#### PROBLEM DETAILS:
Copy each line exactly, starting with the one that contains "As a warehouse robot's perception module, locate white trousers" and stopping after the last line of the material below, with nothing else.

Start of SUPPLIED ENTRIES

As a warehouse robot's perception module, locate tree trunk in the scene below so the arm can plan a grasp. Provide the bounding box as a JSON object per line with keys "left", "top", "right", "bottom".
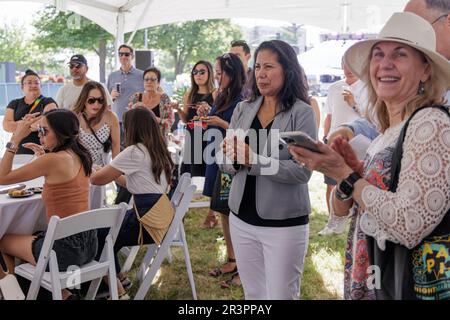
{"left": 174, "top": 56, "right": 184, "bottom": 75}
{"left": 98, "top": 39, "right": 107, "bottom": 83}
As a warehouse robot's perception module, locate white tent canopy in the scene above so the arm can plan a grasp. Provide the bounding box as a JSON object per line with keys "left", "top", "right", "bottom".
{"left": 18, "top": 0, "right": 408, "bottom": 43}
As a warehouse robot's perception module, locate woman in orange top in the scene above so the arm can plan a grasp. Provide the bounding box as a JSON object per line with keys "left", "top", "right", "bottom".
{"left": 0, "top": 109, "right": 94, "bottom": 300}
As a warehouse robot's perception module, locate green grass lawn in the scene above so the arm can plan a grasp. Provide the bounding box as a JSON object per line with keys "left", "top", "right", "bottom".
{"left": 116, "top": 172, "right": 348, "bottom": 300}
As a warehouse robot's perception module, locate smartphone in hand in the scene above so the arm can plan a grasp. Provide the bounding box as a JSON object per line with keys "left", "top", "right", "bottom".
{"left": 280, "top": 131, "right": 321, "bottom": 153}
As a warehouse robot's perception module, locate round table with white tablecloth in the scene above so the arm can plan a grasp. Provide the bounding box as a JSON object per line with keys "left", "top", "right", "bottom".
{"left": 0, "top": 176, "right": 46, "bottom": 238}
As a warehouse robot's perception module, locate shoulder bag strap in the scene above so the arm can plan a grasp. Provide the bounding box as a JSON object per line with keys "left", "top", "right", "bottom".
{"left": 28, "top": 95, "right": 44, "bottom": 114}
{"left": 82, "top": 113, "right": 105, "bottom": 146}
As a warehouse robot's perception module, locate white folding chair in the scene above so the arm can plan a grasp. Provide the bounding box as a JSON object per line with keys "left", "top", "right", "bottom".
{"left": 120, "top": 172, "right": 191, "bottom": 274}
{"left": 134, "top": 183, "right": 197, "bottom": 300}
{"left": 119, "top": 174, "right": 198, "bottom": 299}
{"left": 15, "top": 203, "right": 128, "bottom": 300}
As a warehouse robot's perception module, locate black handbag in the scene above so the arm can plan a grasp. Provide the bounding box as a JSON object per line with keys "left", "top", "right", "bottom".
{"left": 82, "top": 113, "right": 112, "bottom": 153}
{"left": 368, "top": 105, "right": 450, "bottom": 300}
{"left": 210, "top": 170, "right": 232, "bottom": 215}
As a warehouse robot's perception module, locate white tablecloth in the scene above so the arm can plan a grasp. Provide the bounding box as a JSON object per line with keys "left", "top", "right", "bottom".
{"left": 0, "top": 176, "right": 46, "bottom": 238}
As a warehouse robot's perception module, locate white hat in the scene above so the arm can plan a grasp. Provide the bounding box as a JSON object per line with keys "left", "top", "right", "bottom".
{"left": 344, "top": 12, "right": 450, "bottom": 86}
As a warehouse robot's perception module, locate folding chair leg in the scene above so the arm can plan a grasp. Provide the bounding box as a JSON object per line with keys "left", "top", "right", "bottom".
{"left": 106, "top": 236, "right": 118, "bottom": 300}
{"left": 137, "top": 244, "right": 157, "bottom": 284}
{"left": 134, "top": 244, "right": 168, "bottom": 300}
{"left": 120, "top": 246, "right": 140, "bottom": 274}
{"left": 49, "top": 251, "right": 62, "bottom": 300}
{"left": 85, "top": 278, "right": 102, "bottom": 300}
{"left": 180, "top": 227, "right": 197, "bottom": 299}
{"left": 166, "top": 248, "right": 173, "bottom": 264}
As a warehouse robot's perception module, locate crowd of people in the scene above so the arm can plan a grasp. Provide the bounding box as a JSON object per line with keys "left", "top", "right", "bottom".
{"left": 0, "top": 0, "right": 449, "bottom": 300}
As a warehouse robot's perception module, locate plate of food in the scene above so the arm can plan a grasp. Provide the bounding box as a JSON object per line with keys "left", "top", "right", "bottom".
{"left": 28, "top": 187, "right": 43, "bottom": 194}
{"left": 8, "top": 189, "right": 34, "bottom": 198}
{"left": 187, "top": 116, "right": 209, "bottom": 130}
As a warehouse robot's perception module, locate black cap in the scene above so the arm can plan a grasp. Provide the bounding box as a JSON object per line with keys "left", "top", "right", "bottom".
{"left": 68, "top": 54, "right": 87, "bottom": 66}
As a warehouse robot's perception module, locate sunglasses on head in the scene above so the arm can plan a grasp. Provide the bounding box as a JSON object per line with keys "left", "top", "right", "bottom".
{"left": 192, "top": 69, "right": 207, "bottom": 76}
{"left": 144, "top": 77, "right": 158, "bottom": 83}
{"left": 87, "top": 97, "right": 105, "bottom": 105}
{"left": 37, "top": 125, "right": 48, "bottom": 137}
{"left": 119, "top": 52, "right": 132, "bottom": 57}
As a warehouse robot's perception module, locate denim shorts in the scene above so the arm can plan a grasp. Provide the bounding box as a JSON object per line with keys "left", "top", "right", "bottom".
{"left": 32, "top": 229, "right": 98, "bottom": 272}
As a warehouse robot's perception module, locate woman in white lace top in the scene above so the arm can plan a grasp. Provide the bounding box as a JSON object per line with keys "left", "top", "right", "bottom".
{"left": 289, "top": 13, "right": 450, "bottom": 300}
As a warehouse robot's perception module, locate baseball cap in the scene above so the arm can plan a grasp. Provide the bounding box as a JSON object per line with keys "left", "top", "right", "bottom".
{"left": 68, "top": 54, "right": 88, "bottom": 66}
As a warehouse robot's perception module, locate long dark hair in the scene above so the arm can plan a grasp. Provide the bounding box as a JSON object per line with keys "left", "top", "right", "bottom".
{"left": 123, "top": 107, "right": 173, "bottom": 184}
{"left": 72, "top": 81, "right": 108, "bottom": 127}
{"left": 215, "top": 53, "right": 246, "bottom": 113}
{"left": 44, "top": 109, "right": 93, "bottom": 176}
{"left": 187, "top": 60, "right": 215, "bottom": 104}
{"left": 250, "top": 40, "right": 309, "bottom": 112}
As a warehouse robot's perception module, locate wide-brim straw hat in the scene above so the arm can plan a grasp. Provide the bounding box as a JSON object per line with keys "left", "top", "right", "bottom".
{"left": 344, "top": 12, "right": 450, "bottom": 87}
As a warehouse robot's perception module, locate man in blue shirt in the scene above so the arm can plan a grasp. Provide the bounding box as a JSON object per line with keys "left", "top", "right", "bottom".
{"left": 107, "top": 44, "right": 144, "bottom": 143}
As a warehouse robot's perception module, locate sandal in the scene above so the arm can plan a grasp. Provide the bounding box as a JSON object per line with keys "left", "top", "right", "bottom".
{"left": 220, "top": 272, "right": 242, "bottom": 289}
{"left": 119, "top": 276, "right": 132, "bottom": 291}
{"left": 208, "top": 258, "right": 237, "bottom": 277}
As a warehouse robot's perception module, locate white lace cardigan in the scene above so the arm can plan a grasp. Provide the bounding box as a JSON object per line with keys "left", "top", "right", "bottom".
{"left": 359, "top": 107, "right": 450, "bottom": 250}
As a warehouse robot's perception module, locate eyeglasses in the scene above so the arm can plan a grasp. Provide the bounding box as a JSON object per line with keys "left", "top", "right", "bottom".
{"left": 431, "top": 13, "right": 449, "bottom": 25}
{"left": 86, "top": 97, "right": 105, "bottom": 105}
{"left": 192, "top": 69, "right": 207, "bottom": 76}
{"left": 119, "top": 52, "right": 132, "bottom": 57}
{"left": 144, "top": 77, "right": 158, "bottom": 83}
{"left": 37, "top": 125, "right": 49, "bottom": 137}
{"left": 69, "top": 64, "right": 82, "bottom": 69}
{"left": 23, "top": 81, "right": 40, "bottom": 86}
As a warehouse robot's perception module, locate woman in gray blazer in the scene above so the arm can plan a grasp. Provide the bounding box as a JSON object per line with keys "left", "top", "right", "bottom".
{"left": 216, "top": 40, "right": 317, "bottom": 299}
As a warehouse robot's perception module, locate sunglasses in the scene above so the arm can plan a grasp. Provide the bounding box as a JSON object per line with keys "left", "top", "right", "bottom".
{"left": 37, "top": 125, "right": 49, "bottom": 137}
{"left": 23, "top": 81, "right": 40, "bottom": 86}
{"left": 69, "top": 64, "right": 83, "bottom": 69}
{"left": 144, "top": 77, "right": 158, "bottom": 83}
{"left": 192, "top": 69, "right": 207, "bottom": 76}
{"left": 86, "top": 97, "right": 105, "bottom": 105}
{"left": 119, "top": 52, "right": 132, "bottom": 57}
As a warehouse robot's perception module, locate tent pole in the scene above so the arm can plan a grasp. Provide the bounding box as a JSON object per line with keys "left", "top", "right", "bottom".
{"left": 115, "top": 11, "right": 125, "bottom": 68}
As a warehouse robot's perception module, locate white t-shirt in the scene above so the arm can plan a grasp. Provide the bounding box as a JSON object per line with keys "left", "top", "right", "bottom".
{"left": 325, "top": 79, "right": 369, "bottom": 137}
{"left": 110, "top": 143, "right": 169, "bottom": 194}
{"left": 55, "top": 81, "right": 113, "bottom": 110}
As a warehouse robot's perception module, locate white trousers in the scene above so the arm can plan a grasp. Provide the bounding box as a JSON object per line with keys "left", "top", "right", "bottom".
{"left": 230, "top": 213, "right": 309, "bottom": 300}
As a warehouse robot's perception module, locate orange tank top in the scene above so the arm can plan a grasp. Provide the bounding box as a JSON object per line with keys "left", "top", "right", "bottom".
{"left": 41, "top": 165, "right": 90, "bottom": 221}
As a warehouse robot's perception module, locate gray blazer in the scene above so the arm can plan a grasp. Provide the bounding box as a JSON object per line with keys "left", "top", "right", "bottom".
{"left": 217, "top": 96, "right": 317, "bottom": 220}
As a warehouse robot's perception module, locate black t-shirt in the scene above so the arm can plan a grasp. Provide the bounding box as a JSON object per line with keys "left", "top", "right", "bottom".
{"left": 6, "top": 96, "right": 56, "bottom": 154}
{"left": 234, "top": 116, "right": 309, "bottom": 227}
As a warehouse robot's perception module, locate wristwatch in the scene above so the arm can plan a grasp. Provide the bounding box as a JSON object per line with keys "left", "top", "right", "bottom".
{"left": 335, "top": 172, "right": 362, "bottom": 201}
{"left": 5, "top": 141, "right": 18, "bottom": 154}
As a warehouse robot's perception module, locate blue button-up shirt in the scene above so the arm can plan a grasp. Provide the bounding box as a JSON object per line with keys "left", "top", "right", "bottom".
{"left": 107, "top": 66, "right": 144, "bottom": 120}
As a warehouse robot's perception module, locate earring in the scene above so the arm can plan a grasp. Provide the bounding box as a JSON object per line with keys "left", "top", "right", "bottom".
{"left": 418, "top": 81, "right": 426, "bottom": 95}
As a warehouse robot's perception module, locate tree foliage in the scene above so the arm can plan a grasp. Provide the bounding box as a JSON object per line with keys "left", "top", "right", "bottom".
{"left": 0, "top": 24, "right": 57, "bottom": 73}
{"left": 33, "top": 6, "right": 114, "bottom": 81}
{"left": 132, "top": 19, "right": 243, "bottom": 75}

End of SUPPLIED ENTRIES

#### SOLUTION:
As a warehouse robot's perception module, locate white trousers in the scene above so the arm can plan a grasp. Provide the bounding box as a JSON object per line with keys "left", "top", "right", "bottom".
{"left": 230, "top": 213, "right": 309, "bottom": 300}
As a warehouse robot's perception module, locate orange tank top in the scene above so the arm can plan a grasp. Provide the bounding box as a JSON object per line with keys "left", "top", "right", "bottom".
{"left": 41, "top": 165, "right": 90, "bottom": 221}
As a warehouse robot's perception module, locate gray blazer in the scene above so the arm can plan a grasp. Provide the bounding box as a JSON object per line with keys "left", "top", "right", "bottom".
{"left": 217, "top": 96, "right": 317, "bottom": 220}
As a warehouse robot's perception module, locate black t-shirt in the scene above so the arm can plan a grasp. Provide the bounding box as a JSON object per line with keys "left", "top", "right", "bottom".
{"left": 6, "top": 96, "right": 56, "bottom": 154}
{"left": 234, "top": 116, "right": 309, "bottom": 227}
As a warehouse robot's perception module, locate wristwatch in the scene above so the arm can plan a grasp. Provide the bounding box as a JSON object per line with keys "left", "top", "right", "bottom".
{"left": 335, "top": 172, "right": 362, "bottom": 201}
{"left": 5, "top": 141, "right": 18, "bottom": 154}
As a warehouse robot's perception module, locate blue button-up shirt in the scene above so the arm can plan a grasp. Provide the bounding box as a JSON object per line with keys "left", "top", "right", "bottom".
{"left": 107, "top": 66, "right": 144, "bottom": 120}
As a warehouse robot's perception module, locate earring in the scene above so the arm can plan a grasp. Provide the bounding box as a JSON object per line with keys "left", "top", "right", "bottom".
{"left": 418, "top": 81, "right": 426, "bottom": 95}
As a warehouse robot's perception module, locate tree foliage in the scene above so the arm can plan a grasp. Provide the bounding box as a JSON object per line with keys "left", "top", "right", "bottom".
{"left": 0, "top": 24, "right": 57, "bottom": 73}
{"left": 33, "top": 6, "right": 114, "bottom": 81}
{"left": 132, "top": 19, "right": 243, "bottom": 75}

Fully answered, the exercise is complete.